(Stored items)
────

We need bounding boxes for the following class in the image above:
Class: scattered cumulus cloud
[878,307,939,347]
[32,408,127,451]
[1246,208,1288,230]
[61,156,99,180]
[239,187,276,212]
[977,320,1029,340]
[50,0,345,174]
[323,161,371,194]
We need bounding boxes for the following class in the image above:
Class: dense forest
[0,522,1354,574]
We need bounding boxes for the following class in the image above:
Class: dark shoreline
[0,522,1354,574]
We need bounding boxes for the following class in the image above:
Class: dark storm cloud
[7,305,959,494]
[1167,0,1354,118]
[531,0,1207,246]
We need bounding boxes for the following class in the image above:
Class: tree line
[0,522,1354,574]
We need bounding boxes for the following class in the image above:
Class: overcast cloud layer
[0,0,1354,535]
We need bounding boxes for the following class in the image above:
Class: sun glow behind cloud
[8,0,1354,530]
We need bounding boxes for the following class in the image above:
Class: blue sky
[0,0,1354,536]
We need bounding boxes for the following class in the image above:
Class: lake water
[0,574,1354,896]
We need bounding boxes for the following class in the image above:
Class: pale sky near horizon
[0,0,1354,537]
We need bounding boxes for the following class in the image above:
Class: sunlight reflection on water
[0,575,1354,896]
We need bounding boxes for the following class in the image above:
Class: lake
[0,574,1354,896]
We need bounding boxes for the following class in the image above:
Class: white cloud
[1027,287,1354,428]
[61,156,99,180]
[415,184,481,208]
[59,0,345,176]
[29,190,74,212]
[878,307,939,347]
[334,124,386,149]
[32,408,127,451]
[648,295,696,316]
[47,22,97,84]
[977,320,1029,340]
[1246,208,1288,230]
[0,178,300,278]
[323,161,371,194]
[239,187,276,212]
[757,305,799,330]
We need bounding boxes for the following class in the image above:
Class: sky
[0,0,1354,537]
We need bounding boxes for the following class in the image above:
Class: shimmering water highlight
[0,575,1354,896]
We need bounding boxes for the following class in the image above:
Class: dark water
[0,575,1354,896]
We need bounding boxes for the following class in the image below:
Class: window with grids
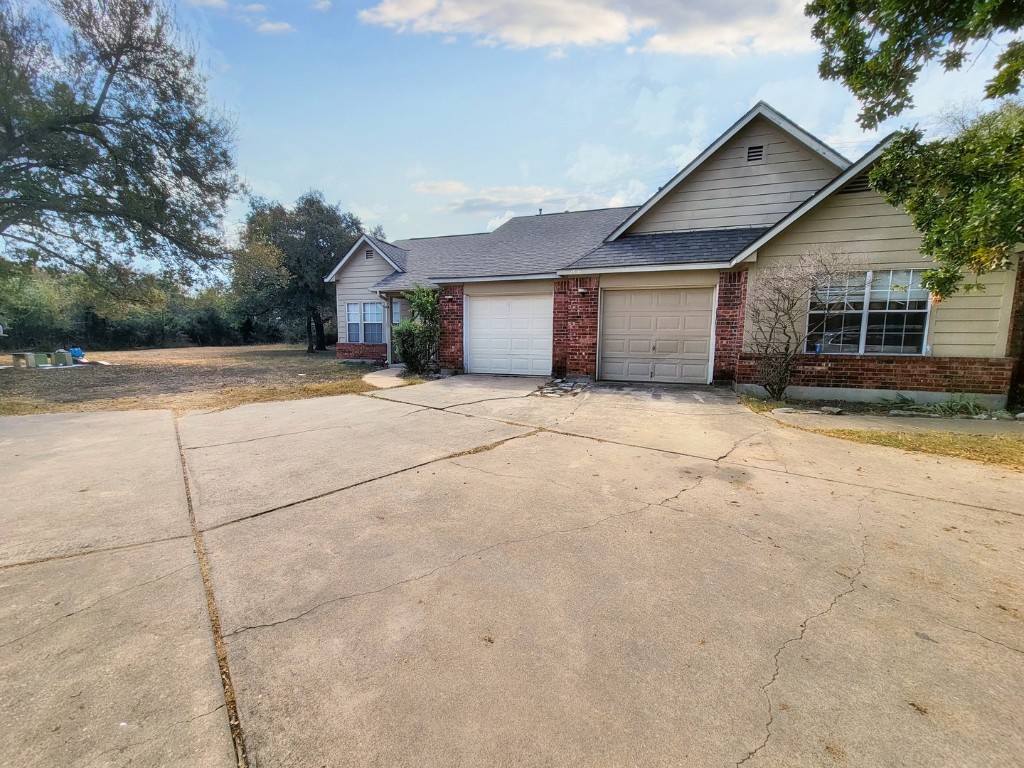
[345,303,359,344]
[362,303,384,344]
[806,269,930,354]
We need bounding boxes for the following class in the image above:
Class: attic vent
[839,173,871,195]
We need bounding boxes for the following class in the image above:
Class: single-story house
[326,102,1024,404]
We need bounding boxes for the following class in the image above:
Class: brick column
[437,285,465,373]
[552,275,601,377]
[715,269,746,382]
[1007,262,1024,409]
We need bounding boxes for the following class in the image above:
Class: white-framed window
[362,301,384,344]
[345,301,359,344]
[806,269,931,354]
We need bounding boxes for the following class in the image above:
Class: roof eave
[729,134,894,266]
[605,101,850,243]
[324,233,406,283]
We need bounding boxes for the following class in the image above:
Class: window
[362,302,384,344]
[345,303,359,344]
[805,269,930,354]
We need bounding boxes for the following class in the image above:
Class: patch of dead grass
[802,424,1024,472]
[0,344,387,416]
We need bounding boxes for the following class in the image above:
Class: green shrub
[391,286,441,374]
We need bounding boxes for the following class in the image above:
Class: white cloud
[256,22,295,35]
[565,143,636,185]
[359,0,815,55]
[359,0,637,48]
[413,181,469,195]
[485,211,515,231]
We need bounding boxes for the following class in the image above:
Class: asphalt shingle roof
[562,226,768,269]
[374,207,636,291]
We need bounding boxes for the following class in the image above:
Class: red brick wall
[437,285,466,373]
[736,353,1014,394]
[552,275,601,376]
[715,269,746,381]
[334,342,387,362]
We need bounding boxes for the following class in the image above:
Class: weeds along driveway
[0,377,1024,766]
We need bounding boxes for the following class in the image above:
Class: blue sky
[178,0,997,240]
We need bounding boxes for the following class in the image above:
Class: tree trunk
[313,309,327,352]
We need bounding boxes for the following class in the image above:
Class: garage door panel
[465,294,552,376]
[600,288,714,384]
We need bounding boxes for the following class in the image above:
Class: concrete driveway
[0,377,1024,766]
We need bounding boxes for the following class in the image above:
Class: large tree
[232,191,368,352]
[806,0,1024,299]
[806,0,1024,128]
[0,0,239,285]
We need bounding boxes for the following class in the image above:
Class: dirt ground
[0,344,374,416]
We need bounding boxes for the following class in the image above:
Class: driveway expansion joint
[736,507,873,768]
[224,502,657,639]
[173,419,249,768]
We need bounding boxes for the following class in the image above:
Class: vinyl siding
[629,119,838,233]
[335,248,395,329]
[750,191,1015,357]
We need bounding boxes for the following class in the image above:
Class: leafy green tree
[232,191,364,352]
[0,0,240,286]
[805,0,1024,128]
[870,100,1024,298]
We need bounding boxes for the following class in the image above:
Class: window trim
[345,301,387,344]
[804,267,932,357]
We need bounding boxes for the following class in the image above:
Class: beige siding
[630,118,839,232]
[750,191,1015,357]
[335,248,394,333]
[601,269,718,290]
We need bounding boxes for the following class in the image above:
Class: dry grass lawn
[741,395,1024,472]
[0,344,375,416]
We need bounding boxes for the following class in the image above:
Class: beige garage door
[600,288,715,384]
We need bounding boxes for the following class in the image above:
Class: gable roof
[730,133,895,266]
[324,234,406,283]
[374,207,636,291]
[559,226,768,274]
[607,101,850,242]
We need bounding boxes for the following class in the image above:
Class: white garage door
[601,288,715,384]
[465,293,553,376]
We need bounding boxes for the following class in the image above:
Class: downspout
[374,291,392,368]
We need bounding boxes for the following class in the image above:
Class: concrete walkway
[0,376,1024,768]
[362,366,406,389]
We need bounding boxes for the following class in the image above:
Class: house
[326,102,1024,415]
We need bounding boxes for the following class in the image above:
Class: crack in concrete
[185,705,227,723]
[0,534,191,570]
[736,507,870,768]
[173,420,249,768]
[937,618,1024,653]
[0,563,196,648]
[194,429,543,532]
[224,502,656,639]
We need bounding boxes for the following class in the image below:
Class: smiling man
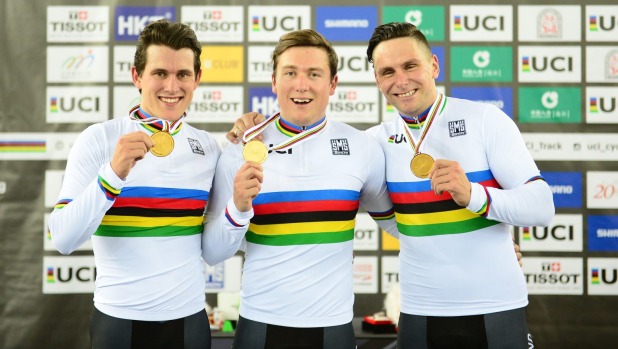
[49,20,220,349]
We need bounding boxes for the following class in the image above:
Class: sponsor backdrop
[0,0,618,348]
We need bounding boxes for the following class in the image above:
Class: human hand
[225,112,266,144]
[111,131,154,180]
[234,161,264,212]
[428,160,472,207]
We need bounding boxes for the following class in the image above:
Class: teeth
[398,90,414,97]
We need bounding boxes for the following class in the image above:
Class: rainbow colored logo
[521,56,530,72]
[588,16,599,32]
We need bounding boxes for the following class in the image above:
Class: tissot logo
[330,138,350,155]
[247,6,311,42]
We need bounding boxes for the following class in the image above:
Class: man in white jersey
[367,23,554,349]
[49,20,243,349]
[228,23,554,349]
[204,30,396,349]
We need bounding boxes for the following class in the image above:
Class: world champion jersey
[368,95,553,316]
[49,117,221,321]
[205,120,395,327]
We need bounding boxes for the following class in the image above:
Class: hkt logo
[588,15,618,32]
[405,10,423,27]
[251,16,302,31]
[472,50,491,68]
[453,15,505,31]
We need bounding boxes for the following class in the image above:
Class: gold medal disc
[410,153,433,178]
[150,132,174,157]
[242,140,268,164]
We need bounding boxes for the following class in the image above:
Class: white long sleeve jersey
[368,97,554,316]
[49,117,221,321]
[205,120,396,327]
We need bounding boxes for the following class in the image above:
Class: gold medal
[150,131,174,157]
[242,140,268,164]
[410,153,433,178]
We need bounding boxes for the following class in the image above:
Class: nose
[395,72,410,87]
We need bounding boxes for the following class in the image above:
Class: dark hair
[133,19,202,76]
[367,22,431,64]
[272,29,339,79]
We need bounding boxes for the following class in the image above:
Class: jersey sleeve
[202,145,253,265]
[468,106,555,226]
[360,132,399,238]
[48,125,124,254]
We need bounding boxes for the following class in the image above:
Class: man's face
[131,45,202,121]
[272,47,337,126]
[373,37,440,116]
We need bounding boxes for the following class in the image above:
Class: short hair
[133,19,202,76]
[272,29,339,80]
[367,22,431,64]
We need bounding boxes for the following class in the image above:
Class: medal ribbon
[242,113,326,151]
[129,104,187,136]
[399,93,444,155]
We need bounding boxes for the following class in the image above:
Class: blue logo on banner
[588,216,618,251]
[431,46,446,82]
[114,6,176,41]
[249,86,279,117]
[541,172,582,208]
[315,6,378,44]
[451,87,513,119]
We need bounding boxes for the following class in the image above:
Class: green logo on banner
[519,87,582,124]
[382,6,444,41]
[450,46,513,82]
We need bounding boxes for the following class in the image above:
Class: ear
[131,66,142,90]
[328,75,339,96]
[431,55,440,79]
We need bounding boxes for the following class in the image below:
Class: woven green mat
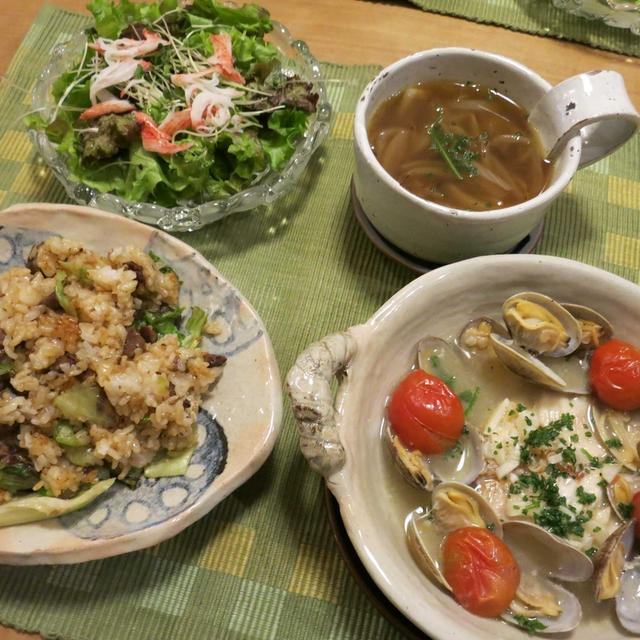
[0,7,640,640]
[402,0,640,56]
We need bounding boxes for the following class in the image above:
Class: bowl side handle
[286,331,357,478]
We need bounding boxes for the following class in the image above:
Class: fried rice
[0,237,225,502]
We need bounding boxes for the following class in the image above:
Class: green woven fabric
[0,7,640,640]
[409,0,640,56]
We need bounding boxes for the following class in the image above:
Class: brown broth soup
[367,80,552,211]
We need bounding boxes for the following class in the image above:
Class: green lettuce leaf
[87,0,165,38]
[262,108,307,169]
[191,0,273,35]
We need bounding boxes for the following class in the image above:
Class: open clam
[562,302,613,350]
[384,338,484,491]
[482,292,613,395]
[502,292,582,357]
[406,482,593,633]
[384,425,484,491]
[588,404,640,471]
[490,333,572,393]
[406,482,502,591]
[594,519,640,634]
[607,473,640,520]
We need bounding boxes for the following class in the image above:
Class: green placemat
[402,0,640,56]
[0,7,640,640]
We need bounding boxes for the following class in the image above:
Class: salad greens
[25,0,318,206]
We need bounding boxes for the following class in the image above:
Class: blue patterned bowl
[0,204,282,565]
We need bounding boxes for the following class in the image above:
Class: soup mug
[353,47,640,263]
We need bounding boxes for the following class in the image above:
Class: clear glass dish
[29,20,331,231]
[553,0,640,36]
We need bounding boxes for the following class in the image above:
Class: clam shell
[405,509,451,591]
[593,520,635,602]
[606,473,640,520]
[502,520,593,582]
[502,291,582,357]
[588,404,640,471]
[456,316,510,356]
[490,333,567,391]
[616,558,640,635]
[384,425,435,491]
[431,482,502,538]
[384,425,484,491]
[561,302,613,350]
[501,574,582,633]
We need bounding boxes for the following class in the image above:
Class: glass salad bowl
[29,20,331,231]
[553,0,640,36]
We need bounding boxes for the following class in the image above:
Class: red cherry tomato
[389,369,464,454]
[589,339,640,411]
[442,527,520,618]
[631,491,640,540]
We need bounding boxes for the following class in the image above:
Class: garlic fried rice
[0,237,225,502]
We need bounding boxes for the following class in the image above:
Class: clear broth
[367,80,552,211]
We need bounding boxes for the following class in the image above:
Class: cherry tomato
[389,369,464,454]
[631,491,640,540]
[442,527,520,618]
[589,339,640,411]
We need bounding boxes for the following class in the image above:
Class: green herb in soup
[368,80,552,211]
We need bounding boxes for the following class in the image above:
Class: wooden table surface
[0,0,640,640]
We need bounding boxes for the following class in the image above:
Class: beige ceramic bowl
[287,255,640,640]
[354,48,637,263]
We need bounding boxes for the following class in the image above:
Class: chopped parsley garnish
[428,353,456,389]
[509,473,593,538]
[618,502,633,520]
[560,447,576,464]
[458,387,480,416]
[525,413,573,448]
[444,440,462,458]
[513,614,547,635]
[427,107,480,180]
[576,487,597,504]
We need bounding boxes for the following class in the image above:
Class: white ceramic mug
[354,47,640,263]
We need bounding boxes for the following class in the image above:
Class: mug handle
[529,71,640,169]
[286,331,357,478]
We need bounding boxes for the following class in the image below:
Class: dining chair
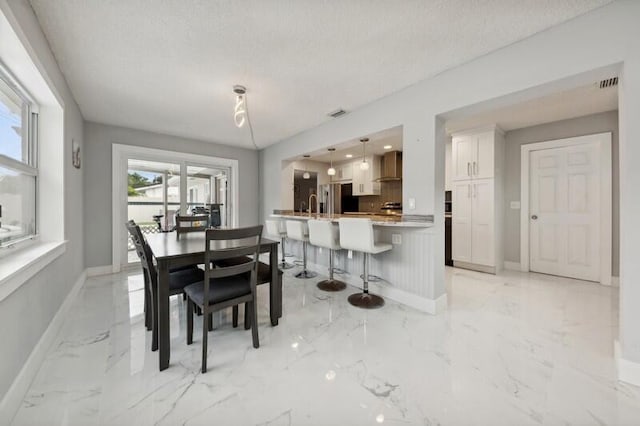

────

### Task requirements
Gather every line of the listing above that contains the word "concrete".

### Written solution
Class: concrete driveway
Class: concrete walkway
Class: crack in concrete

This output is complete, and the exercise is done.